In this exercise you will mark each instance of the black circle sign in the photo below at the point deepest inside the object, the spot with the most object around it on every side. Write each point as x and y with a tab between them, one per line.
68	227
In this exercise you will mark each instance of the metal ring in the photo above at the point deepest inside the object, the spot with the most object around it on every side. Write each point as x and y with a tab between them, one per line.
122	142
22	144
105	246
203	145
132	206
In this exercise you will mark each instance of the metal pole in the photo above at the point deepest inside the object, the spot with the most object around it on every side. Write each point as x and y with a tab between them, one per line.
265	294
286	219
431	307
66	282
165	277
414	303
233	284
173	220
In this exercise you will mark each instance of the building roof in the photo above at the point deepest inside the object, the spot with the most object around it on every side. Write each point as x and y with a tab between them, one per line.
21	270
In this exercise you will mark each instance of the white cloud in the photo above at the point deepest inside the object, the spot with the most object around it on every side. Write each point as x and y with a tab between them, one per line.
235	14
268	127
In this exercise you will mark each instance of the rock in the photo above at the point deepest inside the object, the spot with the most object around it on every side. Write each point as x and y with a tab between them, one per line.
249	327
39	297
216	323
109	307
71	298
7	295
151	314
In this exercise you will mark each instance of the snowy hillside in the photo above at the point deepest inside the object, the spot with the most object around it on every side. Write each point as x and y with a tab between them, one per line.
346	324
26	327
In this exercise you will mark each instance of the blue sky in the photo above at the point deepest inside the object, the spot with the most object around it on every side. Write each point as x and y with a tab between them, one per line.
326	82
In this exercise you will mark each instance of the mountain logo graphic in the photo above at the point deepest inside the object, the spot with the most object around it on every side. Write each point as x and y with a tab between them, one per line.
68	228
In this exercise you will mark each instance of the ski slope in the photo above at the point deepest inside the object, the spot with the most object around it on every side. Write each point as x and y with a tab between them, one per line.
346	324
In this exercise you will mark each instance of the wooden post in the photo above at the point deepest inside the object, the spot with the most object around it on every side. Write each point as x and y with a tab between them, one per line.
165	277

WRITTEN PROBLEM: Reproduce all the data above with "exercise" replaced by "activity" wherever it occurs. Change nothing else.

SOLVED PROBLEM:
In this activity you will mark each instance of the black circle sign in the photo below at the point deepest inside the object, the spot with the most object around it on every side. Write each point as x and y with a tab between them, one per line.
68	227
In this activity you will mark each instance of the metal ring in the photo above at the point deepest inside the object, the spot with the most object around it on every side. Write each point as x and y with a tab between them, one per line.
122	142
22	144
105	246
203	145
132	206
In this activity you will mark each instance of the metal pole in the photo above at the point deepest inside the object, the spot with the most object around it on every side. Write each point as x and y with a tab between them, one per line.
265	294
286	219
431	307
66	282
165	277
414	303
233	284
173	220
In this activity you will mark each instance of the building roof in the photo above at the point deepest inside the object, the spot with the most object around it on every side. Write each point as x and y with a tab between them, one per line.
21	270
In this activity you will mark each instance of the white cloud in the photo above at the point deepest inside the object, the spot with the most object around it on every side. Write each point as x and y with a tab between them, one per line.
235	14
268	127
In this activity you will mark each instance of the rock in the photo above at the point deepest inside the object, the spot with the most object around it on every side. Write each point as x and y with a tab between them, one per line.
249	327
39	297
216	323
109	307
71	298
7	295
151	314
In this activity you will mark each instance of the snowy hillside in the photo above at the point deepest inside the object, the spot with the most object around it on every side. Write each point as x and y with a tab between them, one per line.
346	324
26	327
In this activity you will mark each instance of the blue sky in the photo above at the point deepest inside the object, the spot with the most object around it on every side. Write each point as x and y with a tab between them, one per line.
326	82
In this activity you will mark each instance of the mountain logo graphic in the photo above at the point deepest inside the object, the spot with the most object around it on every side. Write each point as x and y with a tab between them, one per line.
68	228
In this activity you will mark each instance of the ski slope in the photo above at the point deepest inside the object, the spot with the most object around it on every side. Write each point as x and y with a tab between them, one per line.
346	324
In this activity you will mark each instance of the wooden post in the photo above at the point deepest inside the object, the spot with the most object around it on every side. Write each point as x and y with a tab between them, one per line.
165	277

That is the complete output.